— BEGIN DATA SUPPLIED —

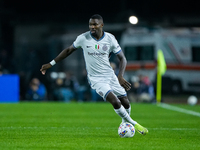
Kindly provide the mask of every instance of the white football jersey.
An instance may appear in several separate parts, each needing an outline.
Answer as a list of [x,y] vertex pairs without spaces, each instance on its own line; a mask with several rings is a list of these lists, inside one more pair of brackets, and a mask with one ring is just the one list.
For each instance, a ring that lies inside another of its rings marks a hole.
[[73,43],[75,48],[82,48],[86,70],[89,76],[109,76],[114,73],[109,62],[109,54],[117,54],[121,51],[115,37],[104,32],[101,39],[96,40],[90,31],[79,35]]

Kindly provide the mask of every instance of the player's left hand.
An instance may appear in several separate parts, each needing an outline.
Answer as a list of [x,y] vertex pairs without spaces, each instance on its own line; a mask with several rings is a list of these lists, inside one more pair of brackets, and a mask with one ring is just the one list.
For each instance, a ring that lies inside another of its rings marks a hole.
[[129,91],[131,89],[131,84],[126,81],[123,77],[118,77],[119,83],[126,90]]

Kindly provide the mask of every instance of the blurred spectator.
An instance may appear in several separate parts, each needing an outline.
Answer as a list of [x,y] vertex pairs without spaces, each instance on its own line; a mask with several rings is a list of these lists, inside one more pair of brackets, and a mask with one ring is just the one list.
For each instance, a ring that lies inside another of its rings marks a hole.
[[42,101],[46,99],[46,87],[38,78],[33,78],[26,92],[26,100]]
[[138,102],[153,102],[155,99],[154,87],[148,76],[139,75],[132,79],[131,91],[135,94],[135,99],[132,96],[132,101]]
[[78,90],[78,101],[92,101],[96,102],[102,99],[95,90],[91,89],[88,79],[87,79],[87,71],[84,69],[82,72],[82,79],[80,80],[80,86]]
[[14,67],[11,63],[11,57],[5,49],[0,50],[0,67],[4,74],[9,74],[14,71]]

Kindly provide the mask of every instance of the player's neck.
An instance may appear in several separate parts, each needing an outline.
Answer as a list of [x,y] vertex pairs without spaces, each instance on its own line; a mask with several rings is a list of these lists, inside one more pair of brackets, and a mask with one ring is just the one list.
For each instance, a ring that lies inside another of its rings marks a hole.
[[99,39],[102,38],[103,35],[104,35],[104,32],[101,31],[101,33],[100,33],[99,35],[95,36],[95,39],[96,39],[96,40],[99,40]]

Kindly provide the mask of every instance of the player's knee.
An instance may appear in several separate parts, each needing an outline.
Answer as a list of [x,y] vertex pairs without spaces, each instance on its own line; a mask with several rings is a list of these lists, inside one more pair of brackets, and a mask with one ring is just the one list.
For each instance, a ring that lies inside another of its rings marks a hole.
[[110,103],[113,105],[113,107],[114,107],[115,109],[119,109],[119,108],[121,107],[121,102],[120,102],[120,100],[119,100],[112,92],[110,92],[110,93],[108,94],[106,100],[107,100],[108,102],[110,102]]
[[129,102],[127,96],[121,97],[120,101],[121,101],[121,103],[122,103],[122,105],[124,106],[125,109],[128,109],[130,107],[130,102]]

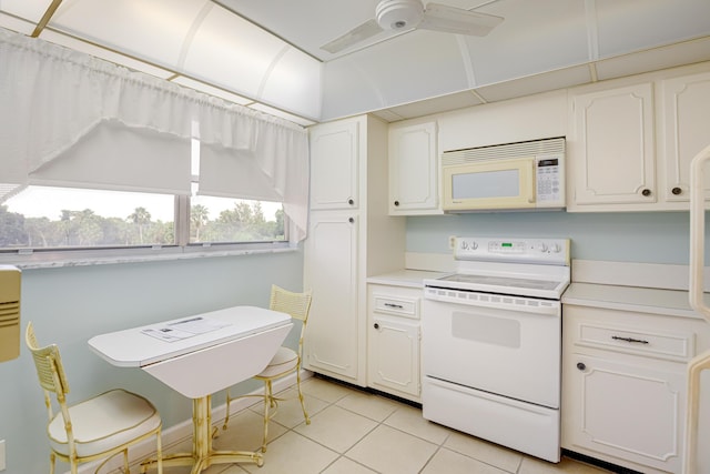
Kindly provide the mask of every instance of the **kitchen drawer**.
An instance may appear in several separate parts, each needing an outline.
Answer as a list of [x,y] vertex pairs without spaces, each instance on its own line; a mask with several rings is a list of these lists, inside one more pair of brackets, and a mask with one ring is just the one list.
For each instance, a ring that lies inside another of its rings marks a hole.
[[671,361],[688,361],[696,355],[696,335],[692,332],[659,333],[580,322],[574,343]]
[[397,316],[418,320],[419,299],[374,293],[373,310],[375,313],[395,314]]

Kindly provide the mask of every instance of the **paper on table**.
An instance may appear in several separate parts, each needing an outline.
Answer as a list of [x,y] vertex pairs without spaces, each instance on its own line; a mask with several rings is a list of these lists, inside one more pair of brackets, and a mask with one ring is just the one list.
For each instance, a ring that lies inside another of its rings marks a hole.
[[211,331],[216,331],[220,327],[229,325],[230,323],[197,316],[191,317],[189,320],[176,321],[174,323],[162,324],[155,327],[148,327],[142,332],[162,341],[174,342],[186,337],[192,337],[196,334],[204,334]]

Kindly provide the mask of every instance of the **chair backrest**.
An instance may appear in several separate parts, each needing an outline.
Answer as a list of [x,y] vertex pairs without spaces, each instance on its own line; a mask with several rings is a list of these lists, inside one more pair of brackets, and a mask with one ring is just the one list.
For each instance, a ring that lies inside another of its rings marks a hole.
[[291,314],[291,317],[303,321],[305,325],[308,321],[311,310],[311,291],[294,293],[281,286],[271,286],[271,301],[268,307],[274,311]]
[[24,343],[32,353],[34,367],[37,369],[37,375],[42,389],[63,399],[64,394],[69,393],[69,383],[67,382],[67,375],[64,374],[64,367],[57,344],[39,347],[31,321],[27,325]]

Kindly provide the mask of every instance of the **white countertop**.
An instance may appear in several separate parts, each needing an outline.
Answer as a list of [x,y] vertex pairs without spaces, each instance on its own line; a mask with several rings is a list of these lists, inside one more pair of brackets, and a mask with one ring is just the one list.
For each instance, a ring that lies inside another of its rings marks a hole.
[[[710,296],[706,294],[710,302]],[[562,304],[635,311],[651,314],[701,319],[690,307],[688,292],[637,286],[571,283],[562,294]]]
[[393,286],[424,288],[424,280],[438,279],[449,272],[430,272],[425,270],[399,270],[381,275],[369,276],[367,283],[386,284]]

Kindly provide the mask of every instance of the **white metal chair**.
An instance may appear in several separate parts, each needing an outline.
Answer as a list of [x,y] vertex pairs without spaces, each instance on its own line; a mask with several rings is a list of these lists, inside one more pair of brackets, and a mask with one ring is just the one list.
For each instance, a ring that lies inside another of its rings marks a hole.
[[[311,291],[304,293],[294,293],[284,290],[277,285],[271,288],[271,301],[268,307],[274,311],[281,311],[287,313],[291,317],[300,320],[302,322],[301,336],[298,337],[298,351],[294,351],[290,347],[280,347],[276,354],[273,356],[268,365],[254,375],[254,379],[264,382],[264,437],[262,441],[262,452],[266,452],[266,437],[268,436],[268,421],[276,414],[274,410],[270,415],[270,409],[276,409],[278,406],[278,399],[274,396],[272,382],[276,379],[281,379],[292,373],[296,373],[296,386],[298,389],[298,400],[301,401],[301,409],[303,410],[303,416],[306,424],[311,424],[308,412],[306,412],[306,405],[303,399],[303,392],[301,392],[301,357],[303,350],[303,335],[308,322],[308,311],[311,309]],[[240,399],[240,396],[230,397],[230,392],[226,393],[226,417],[224,418],[224,425],[226,430],[230,422],[230,402],[232,400]]]
[[[27,325],[24,341],[44,392],[51,474],[57,457],[69,463],[72,474],[77,474],[80,463],[105,457],[97,467],[95,472],[99,472],[119,453],[123,453],[123,468],[129,473],[129,446],[151,436],[156,438],[158,473],[162,474],[162,422],[148,400],[124,390],[112,390],[70,406],[65,399],[69,385],[57,345],[39,347],[31,322]],[[57,413],[54,403],[59,406]]]

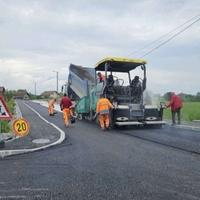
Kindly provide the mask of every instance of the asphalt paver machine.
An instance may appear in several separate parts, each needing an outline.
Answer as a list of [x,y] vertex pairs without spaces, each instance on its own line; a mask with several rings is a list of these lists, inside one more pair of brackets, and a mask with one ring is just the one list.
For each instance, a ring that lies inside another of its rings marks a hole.
[[[97,101],[103,94],[115,107],[110,113],[111,126],[164,124],[162,106],[144,104],[145,60],[107,57],[95,68],[78,67],[81,73],[77,73],[75,68],[76,65],[70,66],[68,95],[76,97],[79,119],[94,120]],[[140,69],[143,77],[132,78],[131,72],[135,69]],[[104,74],[104,81],[98,79],[99,72]]]

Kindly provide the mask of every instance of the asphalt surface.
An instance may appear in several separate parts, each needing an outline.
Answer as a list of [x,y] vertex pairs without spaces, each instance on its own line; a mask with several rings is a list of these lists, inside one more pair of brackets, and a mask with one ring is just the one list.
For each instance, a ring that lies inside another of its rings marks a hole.
[[28,104],[68,140],[0,160],[0,199],[200,199],[200,133],[169,126],[102,132],[84,121],[65,128],[60,113],[50,118]]

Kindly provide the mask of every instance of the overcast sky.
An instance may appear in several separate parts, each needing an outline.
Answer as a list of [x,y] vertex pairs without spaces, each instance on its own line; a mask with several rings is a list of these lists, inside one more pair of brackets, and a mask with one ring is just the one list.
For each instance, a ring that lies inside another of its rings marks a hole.
[[[55,90],[53,70],[60,88],[70,63],[139,58],[156,44],[136,51],[199,14],[199,0],[0,0],[0,85]],[[149,90],[196,94],[200,22],[144,59]]]

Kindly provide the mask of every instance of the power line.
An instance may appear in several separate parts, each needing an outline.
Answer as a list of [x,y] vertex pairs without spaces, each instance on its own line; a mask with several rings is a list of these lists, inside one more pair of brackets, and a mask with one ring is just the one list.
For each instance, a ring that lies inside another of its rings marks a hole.
[[173,38],[175,38],[176,36],[180,35],[182,32],[186,31],[188,28],[190,28],[193,24],[197,23],[200,20],[200,18],[198,18],[197,20],[195,20],[194,22],[192,22],[191,24],[189,24],[188,26],[186,26],[184,29],[180,30],[179,32],[177,32],[176,34],[174,34],[173,36],[171,36],[169,39],[167,39],[166,41],[162,42],[161,44],[159,44],[158,46],[156,46],[155,48],[151,49],[150,51],[148,51],[147,53],[145,53],[144,55],[141,56],[141,58],[143,58],[144,56],[149,55],[150,53],[152,53],[153,51],[155,51],[156,49],[160,48],[161,46],[163,46],[164,44],[166,44],[167,42],[169,42],[170,40],[172,40]]
[[136,54],[136,53],[138,53],[138,52],[141,52],[142,50],[146,49],[147,47],[151,46],[152,44],[159,42],[161,39],[163,39],[163,38],[165,38],[166,36],[170,35],[170,34],[173,33],[174,31],[178,30],[179,28],[181,28],[182,26],[184,26],[185,24],[189,23],[190,21],[194,20],[195,18],[197,18],[197,17],[199,17],[199,16],[200,16],[200,14],[198,14],[198,15],[196,15],[196,16],[190,18],[189,20],[187,20],[187,21],[184,22],[183,24],[177,26],[176,28],[174,28],[174,29],[172,29],[171,31],[169,31],[168,33],[162,35],[162,36],[159,37],[158,39],[156,39],[156,40],[150,42],[149,44],[144,45],[144,46],[141,47],[140,49],[138,49],[138,50],[136,50],[136,51],[130,53],[128,56],[130,56],[130,55],[132,55],[132,54]]

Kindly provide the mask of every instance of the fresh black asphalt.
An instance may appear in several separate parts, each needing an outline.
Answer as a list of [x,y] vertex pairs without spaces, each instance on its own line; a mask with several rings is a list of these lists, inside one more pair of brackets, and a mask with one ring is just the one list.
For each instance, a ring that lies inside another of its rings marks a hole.
[[169,126],[102,132],[85,121],[65,128],[61,113],[49,117],[28,104],[68,140],[0,160],[0,199],[200,199],[200,133]]

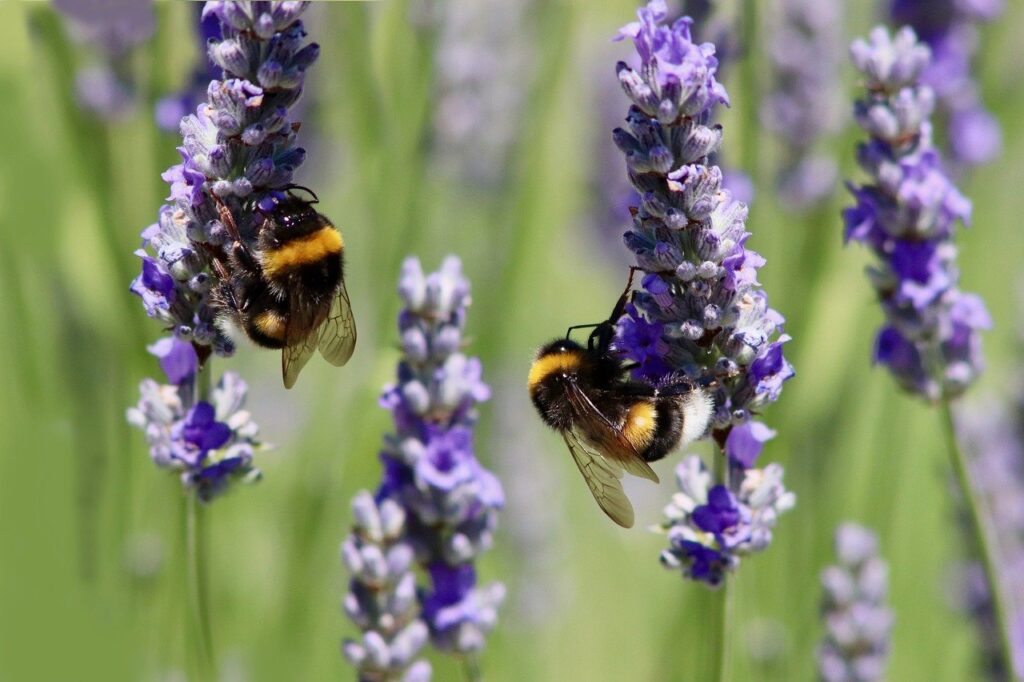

— END DATA SUPPLIED —

### WORK REQUIRED
List each line above that contains the string "chair", treating uppercase and lowercase letters as different.

### FINISHED TASK
Kindly provide the mask of every instance of the **chair backrest**.
Kindly provide the mask of every instance of the **white metal chair**.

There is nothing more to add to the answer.